▶ **Job A**
Answer these questions from the wavelet text:
(i) Which component of the seismogram is used to determine the P-wave arrival?
(ii) What two quantities determine the weighting of the final P pick?
(iii) Which wavelet represents the S-arrival in the synthetic example?
▶ **Job B**
Transcribe the part of the wavelet text that begins at the words "Figure 1: The" and stops after "the wavelet domain.".

** START OF Selected passage **

Using wavelet decomposition to retrieve information from seismograms

Point of contact: Petros Bogiatzis


Determination of P- and S-wave arrivals is important for a variety of seismological applications, including earthquake identification and seismic tomography. The arrival times are typically picked by dedicated human analysts through visual inspection of the waveforms. However, with the rapid expansion of seismic instrumentation, availability of robust and reliable automatic techniques that can process a large number of seismic traces is becoming essential. In this work, we present a pair of algorithms for efficient picking of P and S onset times. Both algorithms are based on the continuous wavelet transform (Figure 1) of the seismic signals that, unlike Fourier transform, uses basis functions that are localized in time and frequency. The analysis, therefore, considers data in both the time and frequency domains, and it is suitable for the processing of non-stationary signals. For determining the P-wave arrival, the wavelet coefficients are calculated using the vertical component of the seismogram, and the onset time of the wave is identified. In the case of the S-wave arrival, we take advantage of the polarization of the shear waves, and cross-examine the wavelet coefficients from the two horizontal components. We evaluate the performance of our algorithms using real data from Hi-net and F-net (Okada et al., 2004; Obara et al., 2005). We also show that demonstrate that the algorithms can be fully automated to measure additional properties such as P- and S-wave frequency content, dispersion, and shear-wave splitting.


Figure 1: The Continuous Wavelet Transform (CWT) of a signal f, calculates the cross-correlation of the signal with dilated or compressed versions of the wavelet.




Here is a general work flow of P-picking algorithm (Figure 2)

  1. The vertical component of the seismogram is used without being filtered.
  2. A rough analysis of the arrival type is performed to select the appropriate wavelet; Lines are fit to the envelope of the seismogram for two overlapping windows; one that includes the peak amplitude (red) and another that does not (blue). The comparison of their slopes allows to distinguish between sharp and emerging phase arrivals.
  3. CWT is applied to the seismogram. The arrival of the first compressional wave causes changes of the power, phase and frequency content of the seismogram. These changes can readily be detected in the wavelet domain.
  4. To enhance the non-stationary seismic signal over the background noise, two additional steps are taken. The first is the application of a moving 2-D range-filter to the wavelet coefficients. The second step evaluates a simple detection function to each scale (white curves).
  5. The final pick is a weighted average of the picks for each scale. The weighing is based upon the energy and the SNR for each scale.


Figure 2: General work flow of P-picking algorithm




S-waves arrive within the coda of P-waves and other phases. The polarization implies that the horizontal components should record coherent signal when S-wave arrives. To detect this arrival, we utilize the wavelet cross-spectrum (WCS; Hudgins et al., 1993; Maraun & Kurths, 2004). We calculate the WCS as the dot product between the corresponding CWT coefficients of the horizontal components of the seismogram. In the synthetic example above, we use the Ricker wavelet to represent the S-arrival and a phase difference of π between the two horizontal components. The WCS shows a sharp region of high anti-correlation (Figure 3). The detection is performed in a similar way as the P-wave arrival.

** END OF Selected passage **
** START OF Excerpted records **

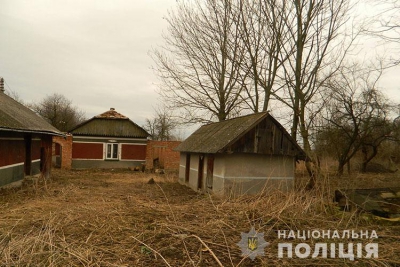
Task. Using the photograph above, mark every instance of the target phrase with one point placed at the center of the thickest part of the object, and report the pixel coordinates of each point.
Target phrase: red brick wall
(163, 151)
(137, 152)
(12, 152)
(66, 144)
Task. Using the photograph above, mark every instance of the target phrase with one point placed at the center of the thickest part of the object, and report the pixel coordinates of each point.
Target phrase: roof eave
(32, 131)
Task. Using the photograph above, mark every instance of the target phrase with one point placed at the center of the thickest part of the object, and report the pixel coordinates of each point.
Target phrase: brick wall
(162, 154)
(66, 150)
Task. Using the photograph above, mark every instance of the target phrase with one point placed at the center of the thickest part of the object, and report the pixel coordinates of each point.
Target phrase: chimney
(1, 85)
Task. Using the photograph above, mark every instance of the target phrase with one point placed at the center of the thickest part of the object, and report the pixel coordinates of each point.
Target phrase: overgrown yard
(106, 218)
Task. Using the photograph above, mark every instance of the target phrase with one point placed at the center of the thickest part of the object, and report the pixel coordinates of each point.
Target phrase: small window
(112, 151)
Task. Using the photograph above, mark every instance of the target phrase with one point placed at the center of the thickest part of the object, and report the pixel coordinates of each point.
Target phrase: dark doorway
(187, 168)
(210, 171)
(201, 171)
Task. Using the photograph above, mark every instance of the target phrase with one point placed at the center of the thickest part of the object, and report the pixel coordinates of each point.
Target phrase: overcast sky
(95, 52)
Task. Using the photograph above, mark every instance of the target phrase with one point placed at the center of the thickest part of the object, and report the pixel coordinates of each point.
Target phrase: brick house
(244, 155)
(108, 140)
(25, 141)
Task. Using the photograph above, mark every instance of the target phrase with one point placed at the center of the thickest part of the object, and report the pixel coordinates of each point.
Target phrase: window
(112, 151)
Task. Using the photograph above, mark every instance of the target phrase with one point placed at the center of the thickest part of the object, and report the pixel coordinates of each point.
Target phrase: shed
(25, 141)
(244, 155)
(108, 140)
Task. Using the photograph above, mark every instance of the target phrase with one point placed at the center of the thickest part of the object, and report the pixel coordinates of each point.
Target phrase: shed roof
(17, 118)
(215, 137)
(110, 124)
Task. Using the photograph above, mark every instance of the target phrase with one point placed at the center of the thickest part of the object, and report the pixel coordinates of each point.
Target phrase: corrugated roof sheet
(16, 117)
(110, 124)
(214, 137)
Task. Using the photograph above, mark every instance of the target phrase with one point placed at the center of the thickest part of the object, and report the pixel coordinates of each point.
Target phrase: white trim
(134, 144)
(12, 165)
(253, 178)
(110, 138)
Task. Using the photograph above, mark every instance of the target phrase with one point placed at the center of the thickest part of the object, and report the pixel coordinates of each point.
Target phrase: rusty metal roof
(110, 124)
(215, 137)
(16, 117)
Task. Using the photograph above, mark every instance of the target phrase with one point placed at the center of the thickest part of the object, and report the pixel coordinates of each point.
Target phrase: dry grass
(105, 218)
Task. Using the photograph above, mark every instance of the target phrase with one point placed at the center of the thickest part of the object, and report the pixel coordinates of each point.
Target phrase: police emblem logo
(252, 244)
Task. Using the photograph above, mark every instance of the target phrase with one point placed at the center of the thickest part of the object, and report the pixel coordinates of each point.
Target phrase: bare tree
(199, 66)
(264, 33)
(162, 127)
(59, 111)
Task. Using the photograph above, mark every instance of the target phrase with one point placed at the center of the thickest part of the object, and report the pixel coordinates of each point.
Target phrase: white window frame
(113, 145)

** END OF Excerpted records **

▶ **Final result A**
(i) The vertical component
(ii) The energy and the SNR for each scale
(iii) The Ricker wavelet

▶ **Final result B**
Figure 1: The Continuous Wavelet Transform (CWT) of a signal f, calculates the cross-correlation of the signal with dilated or compressed versions of the wavelet.




Here is a general work flow of P-picking algorithm (Figure 2)

  1. The vertical component of the seismogram is used without being filtered.
  2. A rough analysis of the arrival type is performed to select the appropriate wavelet; Lines are fit to the envelope of the seismogram for two overlapping windows; one that includes the peak amplitude (red) and another that does not (blue). The comparison of their slopes allows to distinguish between sharp and emerging phase arrivals.
  3. CWT is applied to the seismogram. The arrival of the first compressional wave causes changes of the power, phase and frequency content of the seismogram. These changes can readily be detected in the wavelet domain.